Records with bounding boxes:

--------------------------------

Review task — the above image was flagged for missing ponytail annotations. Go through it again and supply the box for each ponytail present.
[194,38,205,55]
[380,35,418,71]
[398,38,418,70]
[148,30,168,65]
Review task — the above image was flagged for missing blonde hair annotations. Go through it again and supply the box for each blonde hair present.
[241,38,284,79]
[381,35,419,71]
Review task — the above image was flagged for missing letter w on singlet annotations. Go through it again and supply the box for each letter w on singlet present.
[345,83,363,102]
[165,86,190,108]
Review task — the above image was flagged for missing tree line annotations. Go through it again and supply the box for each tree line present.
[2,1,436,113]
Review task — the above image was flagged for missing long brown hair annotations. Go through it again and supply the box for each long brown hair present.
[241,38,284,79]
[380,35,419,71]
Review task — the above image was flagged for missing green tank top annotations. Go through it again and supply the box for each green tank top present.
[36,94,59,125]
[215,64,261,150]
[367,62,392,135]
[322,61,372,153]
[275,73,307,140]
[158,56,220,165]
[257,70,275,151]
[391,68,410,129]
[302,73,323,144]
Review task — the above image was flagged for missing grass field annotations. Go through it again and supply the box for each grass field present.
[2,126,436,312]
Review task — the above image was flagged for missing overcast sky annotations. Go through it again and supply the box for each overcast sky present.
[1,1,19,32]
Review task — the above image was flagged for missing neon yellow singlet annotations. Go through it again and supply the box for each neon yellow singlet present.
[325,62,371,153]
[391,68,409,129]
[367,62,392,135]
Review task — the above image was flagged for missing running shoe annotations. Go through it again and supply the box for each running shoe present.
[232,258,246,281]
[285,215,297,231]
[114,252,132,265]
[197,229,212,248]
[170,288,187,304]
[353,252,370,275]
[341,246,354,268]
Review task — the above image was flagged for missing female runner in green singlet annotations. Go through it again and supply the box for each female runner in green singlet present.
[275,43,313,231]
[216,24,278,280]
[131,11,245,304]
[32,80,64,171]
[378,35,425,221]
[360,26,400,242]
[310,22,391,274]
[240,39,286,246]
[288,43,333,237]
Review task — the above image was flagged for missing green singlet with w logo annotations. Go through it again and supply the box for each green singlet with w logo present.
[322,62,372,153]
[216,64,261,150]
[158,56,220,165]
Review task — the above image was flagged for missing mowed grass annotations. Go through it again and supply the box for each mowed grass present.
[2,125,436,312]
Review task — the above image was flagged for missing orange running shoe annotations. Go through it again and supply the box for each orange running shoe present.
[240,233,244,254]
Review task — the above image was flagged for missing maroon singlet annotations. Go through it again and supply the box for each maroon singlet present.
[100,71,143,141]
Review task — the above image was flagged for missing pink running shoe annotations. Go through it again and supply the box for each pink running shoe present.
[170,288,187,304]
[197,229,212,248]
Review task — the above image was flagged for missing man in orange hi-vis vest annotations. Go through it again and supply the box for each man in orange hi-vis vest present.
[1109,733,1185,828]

--------------------------------

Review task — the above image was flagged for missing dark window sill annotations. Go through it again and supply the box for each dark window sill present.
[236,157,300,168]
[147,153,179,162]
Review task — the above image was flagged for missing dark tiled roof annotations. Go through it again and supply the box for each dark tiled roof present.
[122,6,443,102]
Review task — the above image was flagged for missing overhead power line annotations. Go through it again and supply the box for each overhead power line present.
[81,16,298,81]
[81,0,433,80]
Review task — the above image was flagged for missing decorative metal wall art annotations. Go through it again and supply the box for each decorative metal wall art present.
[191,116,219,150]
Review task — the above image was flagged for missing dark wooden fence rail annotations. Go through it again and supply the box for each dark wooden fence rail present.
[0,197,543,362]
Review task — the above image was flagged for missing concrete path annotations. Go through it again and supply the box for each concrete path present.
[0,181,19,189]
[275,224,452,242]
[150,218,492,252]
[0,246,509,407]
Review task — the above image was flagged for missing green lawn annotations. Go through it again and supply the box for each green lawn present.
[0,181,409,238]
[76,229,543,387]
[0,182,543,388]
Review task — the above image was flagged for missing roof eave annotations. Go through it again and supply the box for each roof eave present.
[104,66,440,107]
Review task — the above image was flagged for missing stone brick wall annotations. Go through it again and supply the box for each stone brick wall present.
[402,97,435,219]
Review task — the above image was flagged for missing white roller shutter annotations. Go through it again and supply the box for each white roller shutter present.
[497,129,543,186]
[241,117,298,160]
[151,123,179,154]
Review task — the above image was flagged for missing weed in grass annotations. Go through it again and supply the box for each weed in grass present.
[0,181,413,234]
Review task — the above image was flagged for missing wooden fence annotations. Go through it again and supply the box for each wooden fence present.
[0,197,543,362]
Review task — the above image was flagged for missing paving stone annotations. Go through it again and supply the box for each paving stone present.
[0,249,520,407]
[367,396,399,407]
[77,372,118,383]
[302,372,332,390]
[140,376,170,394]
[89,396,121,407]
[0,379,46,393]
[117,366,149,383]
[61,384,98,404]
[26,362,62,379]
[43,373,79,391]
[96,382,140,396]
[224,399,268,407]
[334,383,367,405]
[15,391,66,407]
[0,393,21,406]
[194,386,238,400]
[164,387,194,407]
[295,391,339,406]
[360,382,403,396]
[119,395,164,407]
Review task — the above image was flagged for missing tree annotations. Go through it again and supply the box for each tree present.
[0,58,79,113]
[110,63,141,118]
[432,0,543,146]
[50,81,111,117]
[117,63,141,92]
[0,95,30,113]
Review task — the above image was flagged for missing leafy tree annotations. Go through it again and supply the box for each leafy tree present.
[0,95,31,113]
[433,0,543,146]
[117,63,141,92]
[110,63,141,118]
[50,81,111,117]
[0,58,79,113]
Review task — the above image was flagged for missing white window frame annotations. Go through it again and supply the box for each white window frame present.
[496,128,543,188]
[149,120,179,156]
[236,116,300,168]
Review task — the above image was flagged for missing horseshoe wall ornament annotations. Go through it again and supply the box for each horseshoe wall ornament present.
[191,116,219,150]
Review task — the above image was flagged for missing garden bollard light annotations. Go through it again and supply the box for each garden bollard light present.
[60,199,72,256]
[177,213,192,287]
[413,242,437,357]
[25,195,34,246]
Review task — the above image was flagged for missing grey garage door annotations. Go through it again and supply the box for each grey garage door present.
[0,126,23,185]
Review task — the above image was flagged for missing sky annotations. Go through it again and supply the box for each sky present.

--------------------------------

Exercise
Pull out every row above that contains the string "line" and copy each one in full.

Exercise response
Review task — the above image was flagged for missing tree line annotations. Go through it again and supply the box for each tree line present.
Review task — the above image was flagged for missing overhead power line annotations. Go through it again and supply the box for each overhead power line present.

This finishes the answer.